■ What to work on
Are you able to quote each entry exactly as written?
[START Exercise material]
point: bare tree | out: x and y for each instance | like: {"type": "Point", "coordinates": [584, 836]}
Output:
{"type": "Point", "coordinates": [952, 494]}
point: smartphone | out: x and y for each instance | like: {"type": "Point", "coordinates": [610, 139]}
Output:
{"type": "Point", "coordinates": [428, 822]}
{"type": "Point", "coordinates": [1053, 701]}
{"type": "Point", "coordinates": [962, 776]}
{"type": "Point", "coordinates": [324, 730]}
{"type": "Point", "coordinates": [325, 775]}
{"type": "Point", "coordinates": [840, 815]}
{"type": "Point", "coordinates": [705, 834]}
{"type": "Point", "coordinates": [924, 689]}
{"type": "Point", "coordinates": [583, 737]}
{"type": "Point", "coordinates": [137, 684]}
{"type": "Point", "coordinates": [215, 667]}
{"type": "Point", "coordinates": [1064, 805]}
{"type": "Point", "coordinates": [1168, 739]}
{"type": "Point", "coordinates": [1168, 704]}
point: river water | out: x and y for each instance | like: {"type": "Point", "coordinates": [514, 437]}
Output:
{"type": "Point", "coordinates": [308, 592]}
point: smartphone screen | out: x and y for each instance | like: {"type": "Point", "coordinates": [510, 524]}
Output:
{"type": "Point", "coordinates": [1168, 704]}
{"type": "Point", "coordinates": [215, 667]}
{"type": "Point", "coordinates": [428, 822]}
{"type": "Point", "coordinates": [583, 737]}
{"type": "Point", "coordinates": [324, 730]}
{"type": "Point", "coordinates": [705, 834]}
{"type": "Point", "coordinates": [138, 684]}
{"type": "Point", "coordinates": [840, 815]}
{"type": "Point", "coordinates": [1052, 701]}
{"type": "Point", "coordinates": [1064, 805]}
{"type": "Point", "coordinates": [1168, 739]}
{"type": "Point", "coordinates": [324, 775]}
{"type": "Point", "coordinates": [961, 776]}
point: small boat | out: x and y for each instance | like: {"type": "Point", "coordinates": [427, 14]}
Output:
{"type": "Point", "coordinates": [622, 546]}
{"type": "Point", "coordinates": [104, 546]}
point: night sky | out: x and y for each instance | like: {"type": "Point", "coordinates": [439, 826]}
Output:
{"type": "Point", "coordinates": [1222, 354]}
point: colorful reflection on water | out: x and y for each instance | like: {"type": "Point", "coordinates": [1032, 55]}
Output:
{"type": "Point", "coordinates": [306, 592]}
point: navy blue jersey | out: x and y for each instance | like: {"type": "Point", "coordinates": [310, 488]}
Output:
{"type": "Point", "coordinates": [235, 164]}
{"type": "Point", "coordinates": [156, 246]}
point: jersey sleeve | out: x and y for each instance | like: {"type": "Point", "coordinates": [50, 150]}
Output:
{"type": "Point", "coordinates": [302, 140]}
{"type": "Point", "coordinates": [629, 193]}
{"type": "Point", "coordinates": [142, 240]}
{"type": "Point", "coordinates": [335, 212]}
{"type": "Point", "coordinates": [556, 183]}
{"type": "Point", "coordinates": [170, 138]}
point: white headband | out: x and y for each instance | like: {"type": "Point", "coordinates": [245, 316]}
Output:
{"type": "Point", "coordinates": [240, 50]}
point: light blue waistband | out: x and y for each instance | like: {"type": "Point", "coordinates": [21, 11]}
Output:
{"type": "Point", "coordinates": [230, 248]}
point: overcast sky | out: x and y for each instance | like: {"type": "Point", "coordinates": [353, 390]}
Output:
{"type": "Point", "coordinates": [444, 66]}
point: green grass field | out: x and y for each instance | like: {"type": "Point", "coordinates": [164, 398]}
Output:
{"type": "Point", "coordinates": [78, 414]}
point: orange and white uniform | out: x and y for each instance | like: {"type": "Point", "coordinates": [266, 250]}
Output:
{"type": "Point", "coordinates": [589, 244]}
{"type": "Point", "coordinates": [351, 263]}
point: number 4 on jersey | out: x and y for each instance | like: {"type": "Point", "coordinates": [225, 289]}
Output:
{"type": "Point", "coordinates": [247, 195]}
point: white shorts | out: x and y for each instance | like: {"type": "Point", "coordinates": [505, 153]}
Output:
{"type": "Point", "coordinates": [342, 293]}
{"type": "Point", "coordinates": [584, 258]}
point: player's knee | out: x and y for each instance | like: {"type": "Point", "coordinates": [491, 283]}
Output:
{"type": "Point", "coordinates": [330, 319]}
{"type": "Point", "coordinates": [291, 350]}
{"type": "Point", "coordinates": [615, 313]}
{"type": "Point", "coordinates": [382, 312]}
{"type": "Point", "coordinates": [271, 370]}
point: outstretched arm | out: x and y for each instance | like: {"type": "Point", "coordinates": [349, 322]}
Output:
[END Exercise material]
■ Response to this exercise
point: bare tree | out: x and y for each instance | like: {"type": "Point", "coordinates": [584, 836]}
Output:
{"type": "Point", "coordinates": [952, 494]}
point: smartphone | out: x and y for each instance | like: {"type": "Point", "coordinates": [610, 139]}
Output:
{"type": "Point", "coordinates": [428, 822]}
{"type": "Point", "coordinates": [1053, 701]}
{"type": "Point", "coordinates": [962, 776]}
{"type": "Point", "coordinates": [324, 730]}
{"type": "Point", "coordinates": [325, 775]}
{"type": "Point", "coordinates": [840, 815]}
{"type": "Point", "coordinates": [705, 834]}
{"type": "Point", "coordinates": [924, 689]}
{"type": "Point", "coordinates": [583, 737]}
{"type": "Point", "coordinates": [137, 684]}
{"type": "Point", "coordinates": [215, 667]}
{"type": "Point", "coordinates": [1064, 805]}
{"type": "Point", "coordinates": [1168, 739]}
{"type": "Point", "coordinates": [1168, 704]}
point: river water | out: x and y for each instance | like: {"type": "Point", "coordinates": [514, 437]}
Output:
{"type": "Point", "coordinates": [308, 592]}
point: smartphone screen | out: x and y for each instance | like: {"type": "Point", "coordinates": [510, 524]}
Output:
{"type": "Point", "coordinates": [1168, 704]}
{"type": "Point", "coordinates": [215, 667]}
{"type": "Point", "coordinates": [428, 822]}
{"type": "Point", "coordinates": [583, 737]}
{"type": "Point", "coordinates": [324, 730]}
{"type": "Point", "coordinates": [705, 834]}
{"type": "Point", "coordinates": [138, 684]}
{"type": "Point", "coordinates": [840, 815]}
{"type": "Point", "coordinates": [1052, 701]}
{"type": "Point", "coordinates": [1064, 805]}
{"type": "Point", "coordinates": [1168, 739]}
{"type": "Point", "coordinates": [324, 775]}
{"type": "Point", "coordinates": [961, 776]}
point: small boat | out: x and y for each instance | like: {"type": "Point", "coordinates": [427, 14]}
Output:
{"type": "Point", "coordinates": [622, 546]}
{"type": "Point", "coordinates": [104, 546]}
point: night sky | out: x and y for each instance | like: {"type": "Point", "coordinates": [439, 826]}
Output:
{"type": "Point", "coordinates": [1222, 354]}
point: colorful reflection on water | out: x and y for each instance | like: {"type": "Point", "coordinates": [1032, 55]}
Output:
{"type": "Point", "coordinates": [306, 592]}
point: navy blue jersey | out: x and y for each instance | like: {"type": "Point", "coordinates": [310, 488]}
Output:
{"type": "Point", "coordinates": [235, 164]}
{"type": "Point", "coordinates": [156, 246]}
point: jersey sleeve | out: x and y for each instance | like: {"type": "Point", "coordinates": [50, 150]}
Output:
{"type": "Point", "coordinates": [302, 140]}
{"type": "Point", "coordinates": [629, 193]}
{"type": "Point", "coordinates": [142, 240]}
{"type": "Point", "coordinates": [335, 212]}
{"type": "Point", "coordinates": [556, 183]}
{"type": "Point", "coordinates": [170, 138]}
point: white headband | out: x and y for each instance | like: {"type": "Point", "coordinates": [245, 316]}
Output:
{"type": "Point", "coordinates": [240, 50]}
point: light blue waistband | out: x and y for each instance | like: {"type": "Point", "coordinates": [21, 11]}
Output:
{"type": "Point", "coordinates": [230, 248]}
point: overcast sky | out: x and y for each instance | like: {"type": "Point", "coordinates": [353, 390]}
Output:
{"type": "Point", "coordinates": [444, 66]}
point: green grass field | out: x and y for each instance | like: {"type": "Point", "coordinates": [164, 398]}
Output:
{"type": "Point", "coordinates": [78, 414]}
point: orange and white uniform | out: x and y for each instance | like: {"type": "Point", "coordinates": [266, 250]}
Output:
{"type": "Point", "coordinates": [589, 244]}
{"type": "Point", "coordinates": [351, 263]}
point: number 4 on jersey | out: x and y for each instance | like: {"type": "Point", "coordinates": [225, 289]}
Output:
{"type": "Point", "coordinates": [247, 195]}
point: white shorts | out: x and y for each instance | like: {"type": "Point", "coordinates": [505, 153]}
Output:
{"type": "Point", "coordinates": [342, 293]}
{"type": "Point", "coordinates": [584, 258]}
point: player's knee | out: x and y for each instance | like: {"type": "Point", "coordinates": [491, 283]}
Output:
{"type": "Point", "coordinates": [330, 319]}
{"type": "Point", "coordinates": [291, 350]}
{"type": "Point", "coordinates": [615, 313]}
{"type": "Point", "coordinates": [382, 312]}
{"type": "Point", "coordinates": [271, 370]}
point: outstretched arm | out: x and y for each instance | like: {"type": "Point", "coordinates": [349, 322]}
Output:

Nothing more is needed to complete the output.